====== Text under study ======

Meanwhile there are plenty of things that could go wrong with duck, according to Alicia, which is why duck is a lot like a childhood.
Back in the dining room, Hadil has had enough of Olga’s bullshit. She takes a deep breath, and lets fly. “The reason I’ve been a little bit cool is you called me an annoying little rabbit,” she explains. Olga isn’t bothered. “You said something that wasn’t very nice,” says Hadil. Olga tells Hadil that Hadil’s feelings are not her problem. Hadil asks Olga why she doesn’t want to be nice. Olga is still not bothered. “As a woman,” Hadil says,” there’s no need to tear another woman down.”
“I’m sure you aren’t. Great speech,” says Olga, with gulag-level sarcasm. I like Olga more now.
Back in the kitchen, Georgie and Alicia are fairly dull. They’re painting the duck brown, but will the judges be fooled/poisoned?

====== Data to examine ======

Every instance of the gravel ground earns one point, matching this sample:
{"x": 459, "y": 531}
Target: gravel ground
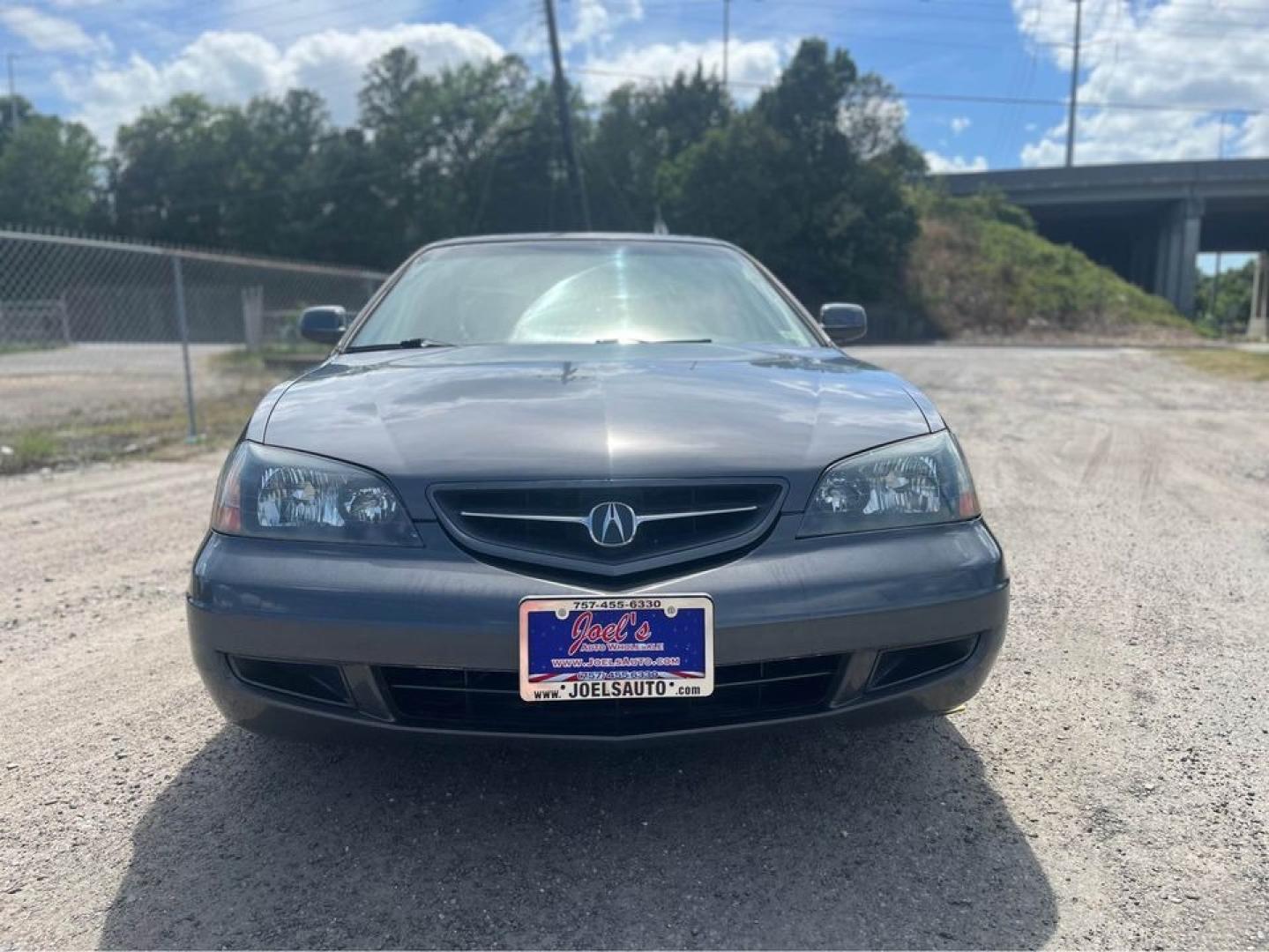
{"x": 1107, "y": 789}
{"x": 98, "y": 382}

======
====== Data to examine ======

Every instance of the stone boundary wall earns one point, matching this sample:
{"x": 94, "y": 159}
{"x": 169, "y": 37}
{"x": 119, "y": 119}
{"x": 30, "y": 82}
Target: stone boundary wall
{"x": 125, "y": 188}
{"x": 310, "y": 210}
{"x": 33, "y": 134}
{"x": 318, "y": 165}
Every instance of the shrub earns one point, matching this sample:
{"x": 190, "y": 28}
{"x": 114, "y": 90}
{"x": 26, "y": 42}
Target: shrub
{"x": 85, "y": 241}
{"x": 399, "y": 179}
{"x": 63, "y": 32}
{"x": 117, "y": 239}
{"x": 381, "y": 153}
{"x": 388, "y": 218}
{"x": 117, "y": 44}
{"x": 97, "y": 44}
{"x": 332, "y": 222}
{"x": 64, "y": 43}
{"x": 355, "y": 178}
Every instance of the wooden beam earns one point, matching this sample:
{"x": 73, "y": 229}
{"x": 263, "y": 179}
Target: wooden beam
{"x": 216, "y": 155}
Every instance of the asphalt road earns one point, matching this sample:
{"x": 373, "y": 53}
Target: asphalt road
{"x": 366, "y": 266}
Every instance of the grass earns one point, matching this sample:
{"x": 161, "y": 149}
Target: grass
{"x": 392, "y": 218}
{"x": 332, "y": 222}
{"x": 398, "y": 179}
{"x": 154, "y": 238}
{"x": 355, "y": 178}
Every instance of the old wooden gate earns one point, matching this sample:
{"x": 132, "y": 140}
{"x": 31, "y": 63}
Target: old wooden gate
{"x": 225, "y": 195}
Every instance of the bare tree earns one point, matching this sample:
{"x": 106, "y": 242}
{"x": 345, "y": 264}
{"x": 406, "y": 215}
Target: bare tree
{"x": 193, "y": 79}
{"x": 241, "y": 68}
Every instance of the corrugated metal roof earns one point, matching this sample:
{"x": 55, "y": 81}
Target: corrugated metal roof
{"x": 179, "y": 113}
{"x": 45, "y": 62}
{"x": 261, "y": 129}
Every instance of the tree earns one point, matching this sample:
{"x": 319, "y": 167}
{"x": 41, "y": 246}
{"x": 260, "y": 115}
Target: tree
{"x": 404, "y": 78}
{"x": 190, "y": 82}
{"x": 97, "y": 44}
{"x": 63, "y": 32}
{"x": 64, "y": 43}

======
====== Data to examine ======

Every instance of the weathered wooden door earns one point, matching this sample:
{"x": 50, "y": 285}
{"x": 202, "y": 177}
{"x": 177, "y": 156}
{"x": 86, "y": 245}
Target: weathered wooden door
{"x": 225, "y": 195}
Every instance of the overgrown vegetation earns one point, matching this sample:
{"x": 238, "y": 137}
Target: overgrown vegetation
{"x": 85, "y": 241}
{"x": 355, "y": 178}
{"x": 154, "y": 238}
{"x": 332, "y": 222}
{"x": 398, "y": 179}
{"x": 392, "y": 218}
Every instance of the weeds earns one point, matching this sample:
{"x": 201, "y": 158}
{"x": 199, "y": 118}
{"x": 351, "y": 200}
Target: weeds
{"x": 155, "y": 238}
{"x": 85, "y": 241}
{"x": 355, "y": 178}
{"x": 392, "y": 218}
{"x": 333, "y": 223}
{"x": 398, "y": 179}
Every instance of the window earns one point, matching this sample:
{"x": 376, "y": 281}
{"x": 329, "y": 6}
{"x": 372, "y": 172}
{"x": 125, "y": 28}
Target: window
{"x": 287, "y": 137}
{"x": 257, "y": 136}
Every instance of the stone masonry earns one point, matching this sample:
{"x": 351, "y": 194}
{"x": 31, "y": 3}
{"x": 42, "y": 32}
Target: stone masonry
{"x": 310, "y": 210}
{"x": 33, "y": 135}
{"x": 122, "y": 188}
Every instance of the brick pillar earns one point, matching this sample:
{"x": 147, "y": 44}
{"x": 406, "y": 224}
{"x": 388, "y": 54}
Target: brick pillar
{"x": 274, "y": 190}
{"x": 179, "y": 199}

======

Questions on the material:
a – In the cooking show recap, what color are Georgie and Alicia painting the duck?
b – Render this sentence from the cooking show recap in Spanish: "Olga tells Hadil that Hadil’s feelings are not her problem."
c – Continue the cooking show recap, picking up after its final sentence.

Written responses:
a – Brown.

b – Olga le dice a Hadil que los sentimientos de Hadil no son su problema.

c –
Duck is served. The judges saw energetically at their birds. “Oh my god, we effed it up,” says Alicia, hilariously. The duck is overcooked and her parents will never love her. But then Pete says the duck is great. So Pete loves overcooked duck and his opinion cannot possibly be taken seriously ever again. Manu loves it too, and he is likewise now completely worthless as a judge.
“The first mouthful of this duck is everything I wanted and more,” says Matt, in explaining why he is leaving Aly for the duck. Anna is almost in tears at how much she loves the duck. Yet she still refuses to say “fuck a duck”, and so I still don’t have the perfect ringtone. However — and you might want to sit down for this — Olga and Valeria don’t like the dish. Olga whines about the salad, which she says didn’t add anything to the dish, which is ridiculous, because salad never adds anything to any dish. Salad isn’t there to be eaten, it’s just a social nicety.
Back in the kitchen, Georgie and Alicia are making ice cream. “We always strive for the best,” says Alicia, in case we didn’t hear the first eight hundred times she said the same thing with slightly different words.
In the dining room, Hadil says she’s looking forward to the dessert, because from now on everything she says will be aimed at pissing the Russians off. Olga says it’s not her type of dessert, because it’s very “Asian”. And yet the majority of Russia’s landmass is also Asian — what say you NOW, Olga?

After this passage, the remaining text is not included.